**What you will do**:
Report each line from the entries in which "tire" can be found.

──────── Listed records

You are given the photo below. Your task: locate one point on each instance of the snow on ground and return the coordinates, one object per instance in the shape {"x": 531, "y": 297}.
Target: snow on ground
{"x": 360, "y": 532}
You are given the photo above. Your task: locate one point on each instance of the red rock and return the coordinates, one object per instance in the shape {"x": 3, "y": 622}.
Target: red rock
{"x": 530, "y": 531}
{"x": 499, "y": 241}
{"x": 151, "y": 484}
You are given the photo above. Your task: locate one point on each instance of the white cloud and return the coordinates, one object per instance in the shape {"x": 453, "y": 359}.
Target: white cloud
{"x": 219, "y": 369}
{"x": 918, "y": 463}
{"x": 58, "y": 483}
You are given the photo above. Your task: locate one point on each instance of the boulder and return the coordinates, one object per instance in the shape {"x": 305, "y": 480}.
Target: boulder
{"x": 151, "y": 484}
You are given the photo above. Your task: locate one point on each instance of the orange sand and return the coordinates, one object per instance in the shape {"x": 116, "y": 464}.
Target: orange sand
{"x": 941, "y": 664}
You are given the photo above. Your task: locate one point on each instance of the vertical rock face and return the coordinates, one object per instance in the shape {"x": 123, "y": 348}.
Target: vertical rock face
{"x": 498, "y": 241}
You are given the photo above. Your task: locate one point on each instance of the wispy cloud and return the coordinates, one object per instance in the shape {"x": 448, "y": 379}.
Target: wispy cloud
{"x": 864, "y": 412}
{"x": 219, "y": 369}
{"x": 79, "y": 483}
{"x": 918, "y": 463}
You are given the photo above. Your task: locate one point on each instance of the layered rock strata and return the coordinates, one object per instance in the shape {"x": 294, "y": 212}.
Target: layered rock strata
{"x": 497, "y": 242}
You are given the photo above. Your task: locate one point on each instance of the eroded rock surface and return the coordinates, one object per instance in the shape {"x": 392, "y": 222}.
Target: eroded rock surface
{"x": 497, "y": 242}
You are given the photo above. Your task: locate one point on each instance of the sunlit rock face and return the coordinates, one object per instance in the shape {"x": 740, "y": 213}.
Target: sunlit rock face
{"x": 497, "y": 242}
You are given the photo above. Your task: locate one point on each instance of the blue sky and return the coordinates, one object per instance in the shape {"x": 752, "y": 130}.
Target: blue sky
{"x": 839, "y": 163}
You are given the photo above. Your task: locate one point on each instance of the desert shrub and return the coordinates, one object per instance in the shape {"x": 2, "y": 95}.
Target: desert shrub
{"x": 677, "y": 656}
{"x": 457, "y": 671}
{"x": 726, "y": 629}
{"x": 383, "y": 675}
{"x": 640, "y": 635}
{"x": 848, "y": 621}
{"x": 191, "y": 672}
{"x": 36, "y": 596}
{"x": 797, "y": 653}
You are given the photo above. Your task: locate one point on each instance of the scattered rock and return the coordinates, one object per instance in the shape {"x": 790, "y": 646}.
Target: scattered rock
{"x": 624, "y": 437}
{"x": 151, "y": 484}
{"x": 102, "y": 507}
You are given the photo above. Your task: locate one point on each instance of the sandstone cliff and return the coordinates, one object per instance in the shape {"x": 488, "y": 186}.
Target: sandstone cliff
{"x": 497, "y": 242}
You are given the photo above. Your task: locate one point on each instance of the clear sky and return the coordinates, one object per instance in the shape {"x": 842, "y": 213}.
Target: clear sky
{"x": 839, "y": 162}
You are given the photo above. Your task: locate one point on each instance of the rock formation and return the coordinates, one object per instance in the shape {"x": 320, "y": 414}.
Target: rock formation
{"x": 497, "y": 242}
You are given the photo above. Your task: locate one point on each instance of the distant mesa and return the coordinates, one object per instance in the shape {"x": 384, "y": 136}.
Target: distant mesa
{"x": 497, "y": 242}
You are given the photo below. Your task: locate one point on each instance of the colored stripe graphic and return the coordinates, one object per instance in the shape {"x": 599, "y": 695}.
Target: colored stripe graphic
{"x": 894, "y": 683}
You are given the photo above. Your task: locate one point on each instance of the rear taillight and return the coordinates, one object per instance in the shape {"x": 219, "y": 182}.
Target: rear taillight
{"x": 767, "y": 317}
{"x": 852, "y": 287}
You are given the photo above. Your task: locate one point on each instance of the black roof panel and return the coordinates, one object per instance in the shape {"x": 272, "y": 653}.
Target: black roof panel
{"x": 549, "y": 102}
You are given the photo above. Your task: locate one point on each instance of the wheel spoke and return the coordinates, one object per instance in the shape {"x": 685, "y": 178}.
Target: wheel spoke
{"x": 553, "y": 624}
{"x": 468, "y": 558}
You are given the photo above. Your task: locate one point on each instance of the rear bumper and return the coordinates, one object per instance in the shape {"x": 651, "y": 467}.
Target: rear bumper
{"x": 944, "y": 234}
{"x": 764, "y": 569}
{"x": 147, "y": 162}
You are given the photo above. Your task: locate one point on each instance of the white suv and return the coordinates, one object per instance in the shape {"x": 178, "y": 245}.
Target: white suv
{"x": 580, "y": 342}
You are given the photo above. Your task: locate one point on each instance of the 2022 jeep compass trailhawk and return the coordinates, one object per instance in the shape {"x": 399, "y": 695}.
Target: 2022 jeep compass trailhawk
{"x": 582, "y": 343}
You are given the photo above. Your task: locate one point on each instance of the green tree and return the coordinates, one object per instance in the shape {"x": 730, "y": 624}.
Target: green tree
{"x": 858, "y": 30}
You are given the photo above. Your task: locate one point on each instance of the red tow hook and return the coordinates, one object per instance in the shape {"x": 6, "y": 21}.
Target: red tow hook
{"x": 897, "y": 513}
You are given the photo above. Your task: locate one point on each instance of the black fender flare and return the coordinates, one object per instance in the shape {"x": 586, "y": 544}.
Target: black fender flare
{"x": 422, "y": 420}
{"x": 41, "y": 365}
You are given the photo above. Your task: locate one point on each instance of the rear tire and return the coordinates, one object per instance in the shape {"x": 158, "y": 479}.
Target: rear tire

────────────────

**Answer for the task**:
You are given the photo above. Your task: locate one point on each instance of the rear tire and return the coordinates, one object per instance in the shape {"x": 158, "y": 479}.
Target: rear tire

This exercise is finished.